>> begin
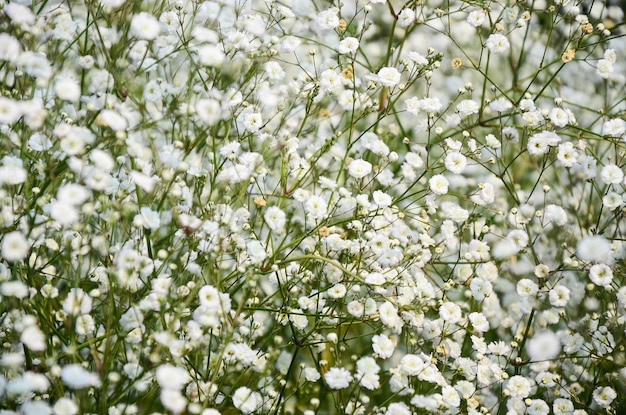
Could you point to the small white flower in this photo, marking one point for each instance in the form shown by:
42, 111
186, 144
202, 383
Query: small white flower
467, 107
450, 312
497, 43
601, 275
275, 219
77, 377
411, 364
615, 127
476, 18
406, 17
316, 207
612, 174
438, 184
338, 378
388, 76
381, 199
328, 19
145, 26
559, 296
348, 46
359, 168
604, 396
527, 288
455, 162
14, 246
383, 346
593, 248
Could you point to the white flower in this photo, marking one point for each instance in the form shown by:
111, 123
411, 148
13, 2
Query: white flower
559, 117
480, 288
497, 43
316, 207
348, 45
527, 288
388, 76
359, 168
172, 377
337, 291
562, 407
476, 18
438, 184
604, 68
567, 154
601, 274
338, 378
455, 162
330, 81
604, 396
612, 200
467, 107
145, 26
559, 296
593, 248
519, 386
411, 364
311, 374
246, 400
543, 346
328, 19
275, 219
256, 251
383, 346
14, 246
450, 312
77, 377
615, 127
612, 174
406, 17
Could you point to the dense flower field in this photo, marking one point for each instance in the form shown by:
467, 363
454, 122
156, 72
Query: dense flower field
376, 207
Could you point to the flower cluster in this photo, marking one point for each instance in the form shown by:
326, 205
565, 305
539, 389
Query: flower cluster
312, 207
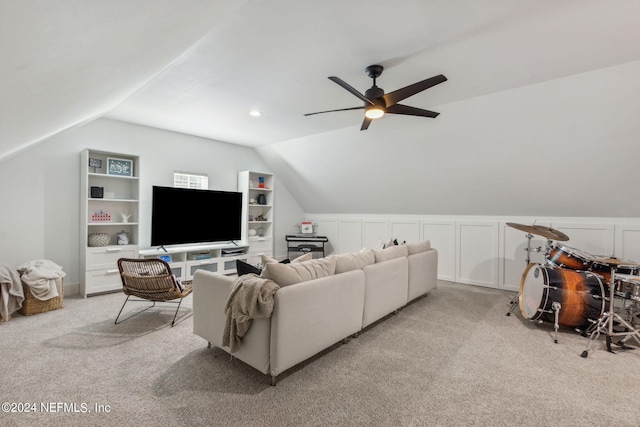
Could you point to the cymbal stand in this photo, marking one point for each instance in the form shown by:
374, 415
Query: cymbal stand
605, 324
529, 249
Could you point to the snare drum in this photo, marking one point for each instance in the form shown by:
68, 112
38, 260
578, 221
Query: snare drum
628, 285
604, 269
566, 257
579, 293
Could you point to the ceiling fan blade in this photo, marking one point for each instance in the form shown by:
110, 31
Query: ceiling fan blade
396, 96
365, 124
348, 87
411, 111
331, 111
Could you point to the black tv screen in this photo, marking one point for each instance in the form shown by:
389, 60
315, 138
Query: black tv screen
183, 216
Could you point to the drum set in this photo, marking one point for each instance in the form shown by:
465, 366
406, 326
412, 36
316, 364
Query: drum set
572, 288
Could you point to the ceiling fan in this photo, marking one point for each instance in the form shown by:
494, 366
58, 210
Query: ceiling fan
377, 103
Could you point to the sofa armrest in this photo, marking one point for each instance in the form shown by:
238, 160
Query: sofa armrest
>> end
Copy out all of the records above, substituting "in this image" for every "in this photo" and leaving everything else as it is. Leave the pictures out.

▶ Solution to this problem:
Could you point to the small white flower in this image, marking one point for each instance in the form shown by:
42, 111
186, 144
202, 383
Query: small white flower
467, 107
450, 312
497, 43
601, 275
275, 219
77, 377
411, 364
615, 127
476, 18
406, 17
316, 207
612, 174
438, 184
338, 378
388, 76
381, 199
328, 19
145, 26
559, 296
348, 46
359, 168
604, 396
527, 288
455, 162
14, 246
383, 346
593, 248
Could you point to the white flower in this image, marking one point for each instance in the form shown by:
111, 123
411, 148
13, 2
Query: white flower
559, 117
480, 288
497, 43
316, 207
348, 45
527, 288
388, 76
359, 168
172, 377
337, 291
562, 407
476, 18
438, 184
604, 68
567, 154
601, 274
338, 378
455, 162
330, 81
604, 396
612, 200
467, 107
145, 26
559, 296
593, 248
519, 386
411, 364
311, 374
246, 400
543, 346
328, 19
275, 219
256, 251
383, 346
14, 246
450, 312
77, 377
615, 127
612, 174
406, 17
Could you point to the dense flower field in this image, marking one point for each instance in the form shown by:
467, 363
454, 122
156, 72
Query: dense flower field
376, 207
Could you point to the flower cluster in this image, marking one point for each instance in the form shown by:
326, 205
565, 305
539, 389
Query: flower cluster
312, 207
Could you point to the cymbal stand in this image, marking one point for each instance in the form shown by:
374, 415
Query: cymbal stand
605, 324
529, 249
Could you point to the snare drum in this image, marking one point for each instance in the form shown by:
68, 112
38, 260
578, 221
Query: snare drum
628, 285
604, 269
566, 257
579, 293
Could you point to the ceiling fan blade in this image, marking one point for each instance in the form shown by:
110, 31
Query: ceiling fan blade
396, 96
365, 124
348, 87
411, 111
331, 111
Could you point to the black tv screen in this image, marking one point for each instance in the form shown by:
389, 60
315, 138
Query: black tv screen
183, 216
Could you point to the drum set in this image, marking one point for each instance in the form shown by:
465, 366
406, 326
412, 36
316, 364
Query: drum set
572, 288
Could you point to the ceiling fan in this image, marking one point for each instance in the form shown by:
494, 366
58, 210
Query: ceiling fan
377, 103
Could you point to the sofa armrest in this image, marking one point for each instance in the form shown by:
238, 160
Query: sofa armrest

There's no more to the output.